ENTRIES SUPPLIED ::

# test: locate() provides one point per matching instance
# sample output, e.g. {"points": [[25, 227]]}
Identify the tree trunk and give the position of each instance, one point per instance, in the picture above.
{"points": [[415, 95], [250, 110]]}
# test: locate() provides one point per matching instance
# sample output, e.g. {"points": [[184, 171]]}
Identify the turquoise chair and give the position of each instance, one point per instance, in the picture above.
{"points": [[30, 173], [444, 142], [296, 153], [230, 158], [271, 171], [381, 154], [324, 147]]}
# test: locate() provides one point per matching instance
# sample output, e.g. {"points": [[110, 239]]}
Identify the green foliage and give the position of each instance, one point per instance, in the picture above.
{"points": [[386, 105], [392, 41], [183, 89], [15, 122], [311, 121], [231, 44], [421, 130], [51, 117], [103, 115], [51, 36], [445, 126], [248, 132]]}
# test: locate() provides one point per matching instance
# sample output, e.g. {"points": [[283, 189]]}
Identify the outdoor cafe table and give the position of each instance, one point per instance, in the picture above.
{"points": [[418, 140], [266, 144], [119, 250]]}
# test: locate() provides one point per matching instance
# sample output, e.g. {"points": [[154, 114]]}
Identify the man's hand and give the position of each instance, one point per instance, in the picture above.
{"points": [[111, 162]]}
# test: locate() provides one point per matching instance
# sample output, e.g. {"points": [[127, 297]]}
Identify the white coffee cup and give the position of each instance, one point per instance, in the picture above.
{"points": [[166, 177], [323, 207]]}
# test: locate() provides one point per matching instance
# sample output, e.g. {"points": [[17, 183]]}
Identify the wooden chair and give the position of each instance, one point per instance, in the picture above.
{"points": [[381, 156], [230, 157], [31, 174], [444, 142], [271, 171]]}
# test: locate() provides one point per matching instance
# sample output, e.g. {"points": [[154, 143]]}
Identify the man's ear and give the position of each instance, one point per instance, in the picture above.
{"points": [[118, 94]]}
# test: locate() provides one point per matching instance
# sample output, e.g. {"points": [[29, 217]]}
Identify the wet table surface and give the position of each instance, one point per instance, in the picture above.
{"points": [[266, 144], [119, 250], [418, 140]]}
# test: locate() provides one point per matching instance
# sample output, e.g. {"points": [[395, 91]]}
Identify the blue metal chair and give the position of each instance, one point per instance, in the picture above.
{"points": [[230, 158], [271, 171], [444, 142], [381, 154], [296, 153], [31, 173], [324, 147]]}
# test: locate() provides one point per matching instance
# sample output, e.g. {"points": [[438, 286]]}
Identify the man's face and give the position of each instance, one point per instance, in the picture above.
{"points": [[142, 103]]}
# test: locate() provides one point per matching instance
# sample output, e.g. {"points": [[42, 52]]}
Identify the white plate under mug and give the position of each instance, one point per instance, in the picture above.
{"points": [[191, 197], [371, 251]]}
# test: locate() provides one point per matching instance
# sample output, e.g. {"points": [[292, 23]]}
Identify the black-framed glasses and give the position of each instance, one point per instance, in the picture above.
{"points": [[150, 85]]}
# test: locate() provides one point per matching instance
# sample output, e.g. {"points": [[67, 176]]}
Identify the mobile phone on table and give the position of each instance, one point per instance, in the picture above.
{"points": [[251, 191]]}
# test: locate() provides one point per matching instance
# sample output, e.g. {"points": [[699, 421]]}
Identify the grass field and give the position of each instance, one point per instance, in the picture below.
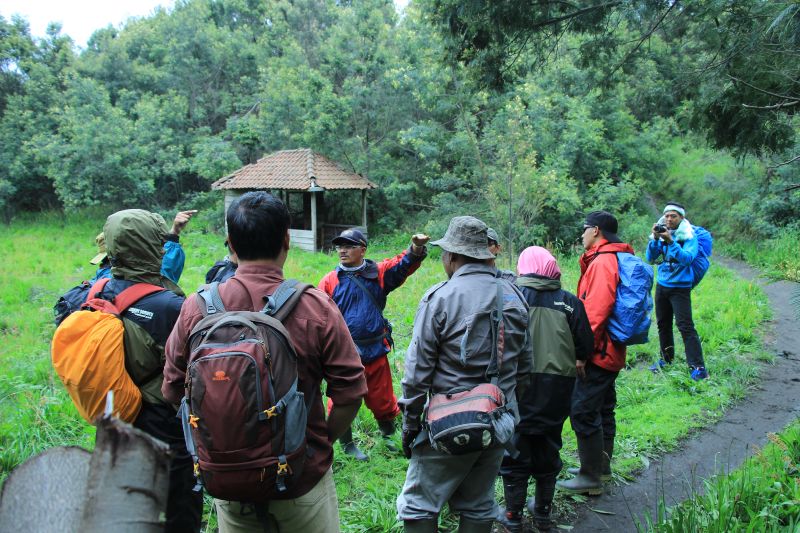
{"points": [[48, 254], [761, 495]]}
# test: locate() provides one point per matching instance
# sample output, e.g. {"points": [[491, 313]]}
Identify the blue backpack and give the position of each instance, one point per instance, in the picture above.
{"points": [[630, 319], [705, 243]]}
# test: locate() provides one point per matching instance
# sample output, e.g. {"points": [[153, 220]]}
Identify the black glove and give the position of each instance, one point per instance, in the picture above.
{"points": [[409, 436]]}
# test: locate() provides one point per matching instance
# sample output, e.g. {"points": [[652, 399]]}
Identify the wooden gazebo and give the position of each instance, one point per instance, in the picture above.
{"points": [[300, 177]]}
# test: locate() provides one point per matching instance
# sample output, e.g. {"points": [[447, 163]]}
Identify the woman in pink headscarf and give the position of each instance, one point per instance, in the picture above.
{"points": [[539, 261], [561, 334]]}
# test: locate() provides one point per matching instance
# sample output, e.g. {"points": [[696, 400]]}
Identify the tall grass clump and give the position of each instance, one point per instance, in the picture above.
{"points": [[762, 495]]}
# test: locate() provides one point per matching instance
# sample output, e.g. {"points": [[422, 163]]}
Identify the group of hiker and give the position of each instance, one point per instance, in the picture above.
{"points": [[230, 377]]}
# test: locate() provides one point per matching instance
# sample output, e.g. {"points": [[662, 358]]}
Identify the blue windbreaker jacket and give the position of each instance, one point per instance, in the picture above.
{"points": [[365, 321], [675, 271]]}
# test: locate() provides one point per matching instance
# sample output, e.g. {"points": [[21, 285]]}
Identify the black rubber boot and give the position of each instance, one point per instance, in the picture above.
{"points": [[514, 491], [421, 526], [465, 525], [350, 447], [605, 467], [387, 428], [590, 451], [541, 506], [608, 453]]}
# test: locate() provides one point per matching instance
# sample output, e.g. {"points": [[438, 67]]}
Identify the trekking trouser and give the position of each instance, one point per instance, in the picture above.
{"points": [[593, 402], [316, 511], [677, 302]]}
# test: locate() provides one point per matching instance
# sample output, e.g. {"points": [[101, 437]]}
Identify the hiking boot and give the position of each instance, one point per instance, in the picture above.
{"points": [[387, 428], [467, 525], [605, 470], [510, 521], [350, 447], [421, 526], [515, 488], [541, 505], [590, 452], [699, 373]]}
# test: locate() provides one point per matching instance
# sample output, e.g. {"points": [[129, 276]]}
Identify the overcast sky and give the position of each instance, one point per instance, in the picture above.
{"points": [[80, 18]]}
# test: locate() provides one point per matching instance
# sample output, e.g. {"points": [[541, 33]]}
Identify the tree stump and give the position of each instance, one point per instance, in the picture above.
{"points": [[120, 487]]}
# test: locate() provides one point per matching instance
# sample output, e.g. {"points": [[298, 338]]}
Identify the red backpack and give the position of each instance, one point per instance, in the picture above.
{"points": [[244, 418]]}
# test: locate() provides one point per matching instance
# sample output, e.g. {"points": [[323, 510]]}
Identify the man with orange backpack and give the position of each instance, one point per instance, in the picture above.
{"points": [[148, 307]]}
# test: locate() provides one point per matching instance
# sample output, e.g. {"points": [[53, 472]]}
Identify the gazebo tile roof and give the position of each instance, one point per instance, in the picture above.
{"points": [[293, 170]]}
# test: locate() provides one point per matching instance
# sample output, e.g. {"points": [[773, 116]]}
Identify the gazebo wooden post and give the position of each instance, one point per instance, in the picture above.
{"points": [[364, 209], [314, 220]]}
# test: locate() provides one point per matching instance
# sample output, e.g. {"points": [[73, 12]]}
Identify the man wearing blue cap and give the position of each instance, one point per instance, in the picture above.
{"points": [[359, 287]]}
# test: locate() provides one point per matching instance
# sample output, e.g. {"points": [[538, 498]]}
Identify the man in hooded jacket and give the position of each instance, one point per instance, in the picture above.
{"points": [[595, 397], [134, 240]]}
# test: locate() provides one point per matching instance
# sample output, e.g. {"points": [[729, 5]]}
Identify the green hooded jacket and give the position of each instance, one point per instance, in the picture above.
{"points": [[134, 242]]}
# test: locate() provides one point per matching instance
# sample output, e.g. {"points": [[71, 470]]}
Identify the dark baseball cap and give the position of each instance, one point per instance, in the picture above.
{"points": [[351, 236], [606, 222]]}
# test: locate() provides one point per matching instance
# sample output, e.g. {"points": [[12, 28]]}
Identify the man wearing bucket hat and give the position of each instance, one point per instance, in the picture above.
{"points": [[449, 350], [360, 286]]}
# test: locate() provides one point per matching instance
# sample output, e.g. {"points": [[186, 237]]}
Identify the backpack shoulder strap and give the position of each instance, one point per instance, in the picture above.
{"points": [[209, 295], [281, 302], [97, 288], [493, 370], [133, 294]]}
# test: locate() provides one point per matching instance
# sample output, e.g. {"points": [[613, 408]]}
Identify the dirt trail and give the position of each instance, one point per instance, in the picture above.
{"points": [[769, 408]]}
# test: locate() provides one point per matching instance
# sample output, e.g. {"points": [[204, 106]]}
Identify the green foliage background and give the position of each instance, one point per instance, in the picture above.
{"points": [[149, 114]]}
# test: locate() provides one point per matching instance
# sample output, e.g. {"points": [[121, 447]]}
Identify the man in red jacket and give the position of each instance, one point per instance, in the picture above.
{"points": [[595, 397]]}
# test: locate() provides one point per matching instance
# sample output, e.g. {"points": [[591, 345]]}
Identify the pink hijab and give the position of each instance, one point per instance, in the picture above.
{"points": [[539, 261]]}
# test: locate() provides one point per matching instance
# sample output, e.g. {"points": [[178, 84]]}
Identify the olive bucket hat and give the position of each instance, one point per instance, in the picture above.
{"points": [[466, 236]]}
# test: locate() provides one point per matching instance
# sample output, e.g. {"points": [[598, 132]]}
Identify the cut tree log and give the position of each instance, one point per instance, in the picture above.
{"points": [[120, 487]]}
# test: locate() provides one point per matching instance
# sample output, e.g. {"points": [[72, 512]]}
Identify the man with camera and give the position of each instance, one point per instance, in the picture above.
{"points": [[675, 243]]}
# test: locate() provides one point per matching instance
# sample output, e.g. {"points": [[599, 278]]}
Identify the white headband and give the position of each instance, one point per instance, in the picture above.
{"points": [[673, 207]]}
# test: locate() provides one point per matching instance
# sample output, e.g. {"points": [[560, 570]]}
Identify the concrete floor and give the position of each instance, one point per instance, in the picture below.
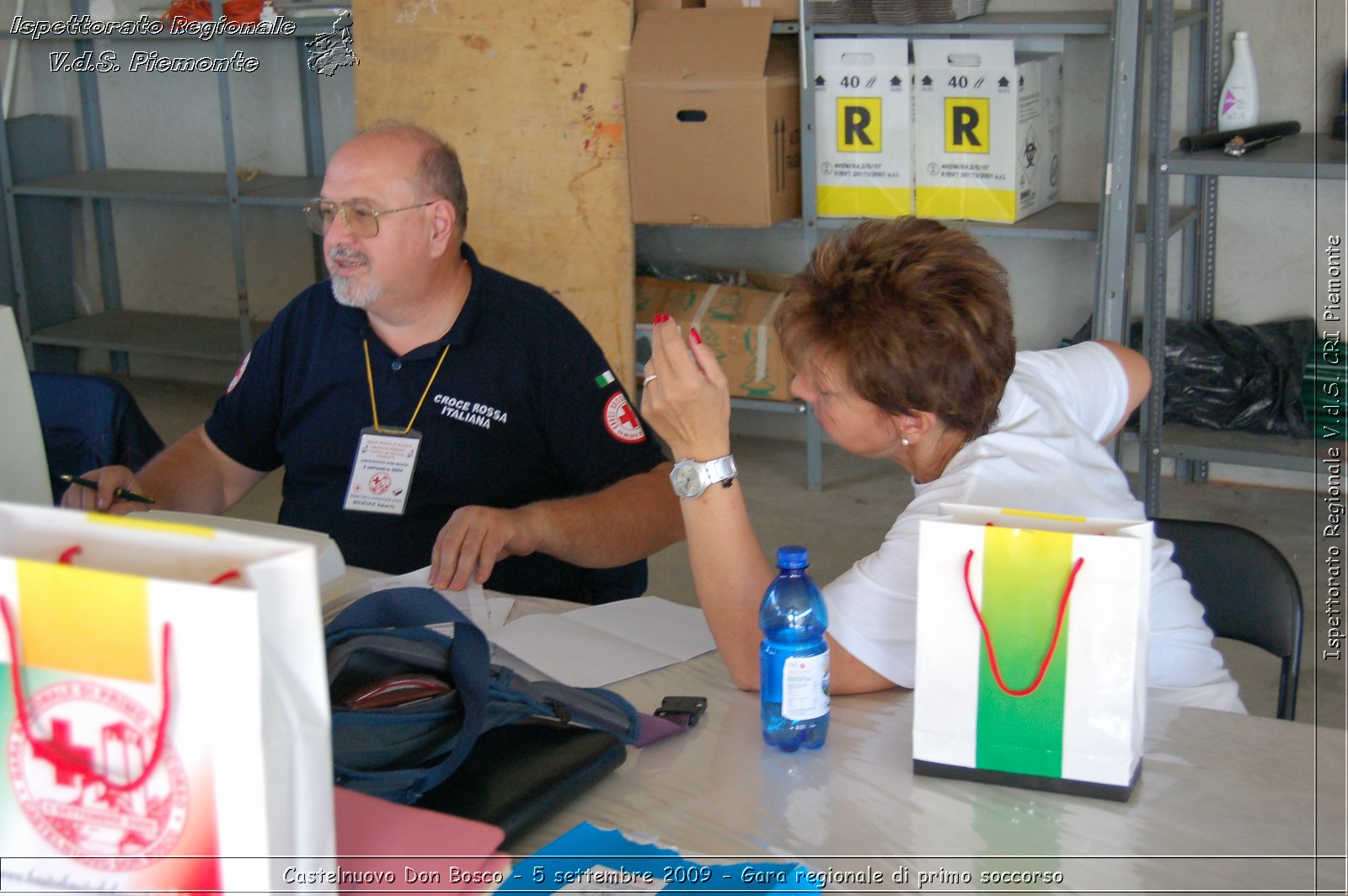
{"points": [[859, 503]]}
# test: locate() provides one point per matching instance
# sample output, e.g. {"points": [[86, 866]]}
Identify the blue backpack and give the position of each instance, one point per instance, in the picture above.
{"points": [[442, 693]]}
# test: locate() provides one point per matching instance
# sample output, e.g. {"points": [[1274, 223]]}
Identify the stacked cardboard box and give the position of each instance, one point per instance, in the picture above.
{"points": [[714, 119], [863, 125], [988, 130]]}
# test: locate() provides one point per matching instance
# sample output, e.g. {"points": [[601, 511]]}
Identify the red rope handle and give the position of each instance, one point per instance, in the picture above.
{"points": [[62, 759], [67, 557], [987, 635]]}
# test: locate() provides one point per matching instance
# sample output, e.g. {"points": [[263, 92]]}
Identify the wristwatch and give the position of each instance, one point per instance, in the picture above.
{"points": [[693, 477]]}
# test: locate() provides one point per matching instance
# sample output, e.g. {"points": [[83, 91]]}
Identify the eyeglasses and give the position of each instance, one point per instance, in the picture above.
{"points": [[361, 220]]}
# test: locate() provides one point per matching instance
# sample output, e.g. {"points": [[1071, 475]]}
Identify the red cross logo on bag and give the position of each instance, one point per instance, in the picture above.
{"points": [[99, 728]]}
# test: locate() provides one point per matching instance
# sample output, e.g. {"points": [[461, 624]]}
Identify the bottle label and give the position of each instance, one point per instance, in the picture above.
{"points": [[805, 687]]}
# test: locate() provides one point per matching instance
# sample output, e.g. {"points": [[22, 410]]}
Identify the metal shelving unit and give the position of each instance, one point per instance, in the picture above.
{"points": [[119, 329], [1115, 224], [1304, 155]]}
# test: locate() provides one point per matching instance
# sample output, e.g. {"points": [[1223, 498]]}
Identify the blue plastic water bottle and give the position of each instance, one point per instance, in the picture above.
{"points": [[794, 657]]}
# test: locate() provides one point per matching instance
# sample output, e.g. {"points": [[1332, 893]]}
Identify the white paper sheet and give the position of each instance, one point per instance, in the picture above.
{"points": [[487, 613], [603, 644]]}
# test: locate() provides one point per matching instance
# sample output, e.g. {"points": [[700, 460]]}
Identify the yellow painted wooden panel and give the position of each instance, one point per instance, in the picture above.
{"points": [[530, 92]]}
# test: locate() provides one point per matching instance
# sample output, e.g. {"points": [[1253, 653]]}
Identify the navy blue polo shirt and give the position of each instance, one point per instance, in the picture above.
{"points": [[519, 411]]}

EXERCISE OBJECTIVE :: Leave out every line ahead of the one containing "Identify the blue plastic" and print the rest of the listing exactly.

WRITTEN RESPONSE ::
Identify the blue plastic water bottle and give the position of each instance, one point per instance, in the picture above.
{"points": [[794, 657]]}
# test: locate() provides one point per matching instance
# sample output, e.g. {"points": [[1332, 893]]}
Identify the white paper sheet and give the position of each instance, one point per instance, in the picture above.
{"points": [[487, 613], [603, 644]]}
# test: locate() provides one point per matching instance
# sample output, e.g. {"points": [[700, 460]]}
Identify the yellow painted wooden panel and give the position of each instance, one point per instance, in the picture above.
{"points": [[530, 92]]}
# test: locate() provides one point per matching instance
# sample output, e.g. {"points": [[1253, 653]]}
Identify the navy blue polo shirt and give the position of each instance, one point per instance, in the picture above.
{"points": [[519, 411]]}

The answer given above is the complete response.